_What is required_
Extract every entry word for word.

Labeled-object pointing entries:
..............................

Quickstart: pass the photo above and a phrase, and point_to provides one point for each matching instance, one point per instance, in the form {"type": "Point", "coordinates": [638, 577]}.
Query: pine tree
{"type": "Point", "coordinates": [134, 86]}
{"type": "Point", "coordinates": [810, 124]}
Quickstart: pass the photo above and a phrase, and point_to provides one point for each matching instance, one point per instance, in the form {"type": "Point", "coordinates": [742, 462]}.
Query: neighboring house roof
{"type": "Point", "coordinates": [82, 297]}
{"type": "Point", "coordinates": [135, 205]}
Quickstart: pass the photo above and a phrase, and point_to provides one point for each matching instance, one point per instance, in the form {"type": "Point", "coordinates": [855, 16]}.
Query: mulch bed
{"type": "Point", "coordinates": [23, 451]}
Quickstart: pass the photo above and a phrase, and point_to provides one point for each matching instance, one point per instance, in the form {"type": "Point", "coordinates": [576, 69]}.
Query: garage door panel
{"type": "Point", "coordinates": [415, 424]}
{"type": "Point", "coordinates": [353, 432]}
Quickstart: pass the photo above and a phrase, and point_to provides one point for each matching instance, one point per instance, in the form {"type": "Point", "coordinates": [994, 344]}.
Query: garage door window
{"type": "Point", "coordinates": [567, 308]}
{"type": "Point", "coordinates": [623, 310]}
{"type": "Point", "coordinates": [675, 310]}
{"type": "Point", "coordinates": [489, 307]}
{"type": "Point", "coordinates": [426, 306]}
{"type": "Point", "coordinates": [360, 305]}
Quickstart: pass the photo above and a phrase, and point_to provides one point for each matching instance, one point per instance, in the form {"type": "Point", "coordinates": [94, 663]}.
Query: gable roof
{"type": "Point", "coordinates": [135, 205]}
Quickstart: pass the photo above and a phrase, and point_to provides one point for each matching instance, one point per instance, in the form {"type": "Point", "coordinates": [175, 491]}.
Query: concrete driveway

..............................

_Task output_
Quickstart: pass the photo above and a phrase, and point_to provides one point for each matching instance, one point per instance, in the form {"type": "Point", "coordinates": [638, 577]}.
Query: pine tree
{"type": "Point", "coordinates": [134, 86]}
{"type": "Point", "coordinates": [810, 124]}
Quickstart: pass the photo above and a phrase, and point_to provides one point for each matching instance, one point per instance, in the form {"type": "Point", "coordinates": [742, 462]}.
Query: neighboring house roof
{"type": "Point", "coordinates": [82, 297]}
{"type": "Point", "coordinates": [135, 205]}
Quickstart: pass the photo above and a phrase, and point_to provides one point for each matching instance, one point per instance, in the form {"type": "Point", "coordinates": [855, 16]}.
Query: mulch bed
{"type": "Point", "coordinates": [23, 451]}
Quickstart: pass the photo above and a phrase, and point_to provides one point for each matching instance, one point per instance, in the form {"type": "Point", "coordinates": [576, 69]}.
Query: garage door panel
{"type": "Point", "coordinates": [415, 424]}
{"type": "Point", "coordinates": [353, 432]}
Quickstart: pass the photo above and a phrase, and point_to provides one point for each matching instance, one point per instance, in the form {"type": "Point", "coordinates": [994, 344]}.
Query: garage door window
{"type": "Point", "coordinates": [567, 308]}
{"type": "Point", "coordinates": [623, 310]}
{"type": "Point", "coordinates": [675, 310]}
{"type": "Point", "coordinates": [489, 307]}
{"type": "Point", "coordinates": [426, 306]}
{"type": "Point", "coordinates": [360, 305]}
Quickstart: pass the photo above and a phrase, and point_to provides one point for each matching instance, one point per instance, in the form {"type": "Point", "coordinates": [94, 663]}.
Query: gable roof
{"type": "Point", "coordinates": [135, 205]}
Quickstart: pass the photo above and a phrase, and point_to provides one point for each matching instance, one point per instance, in the form {"type": "Point", "coordinates": [175, 491]}.
Query: concrete driveway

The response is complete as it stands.